What you should do —
Please reproduce the listing word for word, from the line with "target: cockroach forewing" up to and including the last line of the listing.
==== Data entries
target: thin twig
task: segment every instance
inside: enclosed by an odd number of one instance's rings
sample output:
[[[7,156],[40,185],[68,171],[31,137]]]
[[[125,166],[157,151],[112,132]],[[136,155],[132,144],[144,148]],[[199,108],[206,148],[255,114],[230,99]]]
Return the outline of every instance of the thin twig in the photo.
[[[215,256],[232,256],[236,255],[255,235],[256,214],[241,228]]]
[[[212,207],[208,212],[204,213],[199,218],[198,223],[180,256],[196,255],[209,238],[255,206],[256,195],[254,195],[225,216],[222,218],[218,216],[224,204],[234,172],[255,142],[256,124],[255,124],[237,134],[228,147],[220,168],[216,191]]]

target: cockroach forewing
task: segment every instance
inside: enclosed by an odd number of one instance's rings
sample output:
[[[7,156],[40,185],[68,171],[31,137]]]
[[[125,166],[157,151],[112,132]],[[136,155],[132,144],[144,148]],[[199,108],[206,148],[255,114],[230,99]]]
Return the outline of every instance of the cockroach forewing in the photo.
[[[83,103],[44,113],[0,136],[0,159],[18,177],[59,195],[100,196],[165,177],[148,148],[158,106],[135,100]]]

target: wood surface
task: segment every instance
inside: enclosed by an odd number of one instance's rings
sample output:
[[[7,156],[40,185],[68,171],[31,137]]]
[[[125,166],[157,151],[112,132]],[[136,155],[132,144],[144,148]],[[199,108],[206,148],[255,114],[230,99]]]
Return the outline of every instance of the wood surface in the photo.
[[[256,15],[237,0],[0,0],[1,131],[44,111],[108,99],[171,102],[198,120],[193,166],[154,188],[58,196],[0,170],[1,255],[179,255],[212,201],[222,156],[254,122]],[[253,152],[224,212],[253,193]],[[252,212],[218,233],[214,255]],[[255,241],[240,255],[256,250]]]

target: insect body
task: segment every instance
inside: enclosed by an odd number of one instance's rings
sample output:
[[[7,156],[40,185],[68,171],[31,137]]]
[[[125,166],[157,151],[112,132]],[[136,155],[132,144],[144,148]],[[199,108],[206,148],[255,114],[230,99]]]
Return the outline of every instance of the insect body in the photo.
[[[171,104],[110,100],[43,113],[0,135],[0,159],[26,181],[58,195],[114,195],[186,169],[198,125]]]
========
Answer to the problem —
target: cockroach forewing
task: segment every instance
inside: enclosed by an odd number of one instance's rings
sample output:
[[[7,156],[40,185],[68,171],[31,137]]]
[[[125,166],[157,151],[112,132]],[[136,155],[132,144],[144,148]],[[199,108],[206,148],[255,114],[230,99]]]
Return the outline of every instance of the cockroach forewing in the photo.
[[[83,103],[44,113],[0,136],[0,159],[18,177],[59,195],[100,196],[165,177],[148,148],[158,106],[135,100]]]

target: wood surface
task: segment every instance
inside: enclosed by an odd number of one instance's rings
sample output:
[[[7,156],[40,185],[68,171],[31,137]]]
[[[125,166],[157,151],[112,132]],[[136,155],[132,144],[144,148]],[[199,108],[206,148],[255,114],[230,99]]]
Return the outline of every instance of the wood surface in the photo.
[[[256,15],[237,0],[0,0],[1,131],[44,111],[108,99],[171,102],[198,120],[193,166],[154,188],[58,196],[0,170],[1,255],[179,255],[212,201],[222,156],[254,122]],[[253,152],[224,212],[253,193]],[[252,212],[218,233],[214,255]],[[255,241],[240,255],[256,250]]]

target: insect body
task: segment every instance
inside: enclosed by an odd number of one instance's rings
sample output:
[[[7,156],[40,185],[68,171],[31,137]]]
[[[125,166],[157,151],[112,132]],[[136,155],[132,144],[144,148]],[[199,108],[206,148],[255,114],[230,99]]]
Return the outline of every instance of the insect body in the photo.
[[[171,104],[110,100],[43,113],[0,135],[0,159],[26,181],[58,195],[114,195],[186,169],[198,125]]]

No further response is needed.